» **ENTRIES PROVIDED**
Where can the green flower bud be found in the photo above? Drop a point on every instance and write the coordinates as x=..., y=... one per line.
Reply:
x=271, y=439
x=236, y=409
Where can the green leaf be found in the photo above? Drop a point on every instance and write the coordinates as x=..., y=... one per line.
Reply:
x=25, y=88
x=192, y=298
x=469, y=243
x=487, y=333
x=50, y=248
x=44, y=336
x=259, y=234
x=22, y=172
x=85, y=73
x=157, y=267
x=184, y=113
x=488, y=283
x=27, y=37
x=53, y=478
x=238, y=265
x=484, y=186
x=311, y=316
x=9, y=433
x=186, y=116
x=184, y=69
--
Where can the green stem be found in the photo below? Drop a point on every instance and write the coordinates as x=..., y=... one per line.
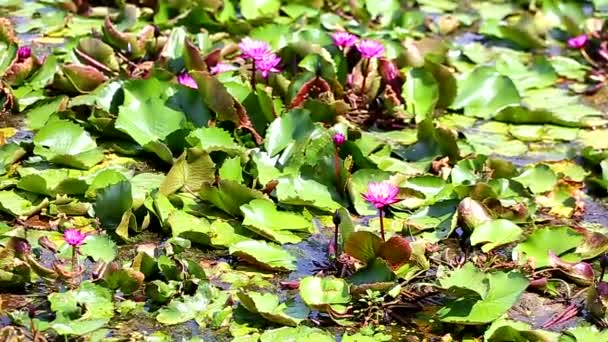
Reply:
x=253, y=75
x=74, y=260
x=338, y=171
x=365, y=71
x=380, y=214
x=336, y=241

» **PROBLEM STATEMENT**
Set out the data as a Markdown table with the columns Row and Line. Start at the line containing "Where can the green flower" and end at the line containing "x=184, y=69", number each line, and leave out blank lines.

» **RESULT BELOW**
| Row | Line |
|---|---|
| 1 | Where can the green flower bud be found in the photo above? Drop a point on every instance and write the coordinates as x=..., y=... one per line. |
| 2 | Reply: |
| 3 | x=271, y=439 |
| 4 | x=236, y=409 |
| 5 | Where can the green leaf be found in the photo above? Drop a point on every instance and write the coordinates as x=..., y=... one per line. |
| 6 | Reply: |
| 7 | x=25, y=88 |
| 8 | x=192, y=298 |
| 9 | x=469, y=243 |
| 10 | x=487, y=333 |
| 11 | x=50, y=248 |
| 12 | x=44, y=336 |
| 13 | x=259, y=234 |
| 14 | x=22, y=172 |
| 15 | x=85, y=73 |
| 16 | x=157, y=267 |
| 17 | x=184, y=113 |
| 18 | x=488, y=283 |
| 19 | x=27, y=37 |
| 20 | x=53, y=478 |
| 21 | x=238, y=265 |
| 22 | x=484, y=186 |
| 23 | x=311, y=316 |
| 24 | x=9, y=433 |
| 25 | x=186, y=116 |
| 26 | x=184, y=69 |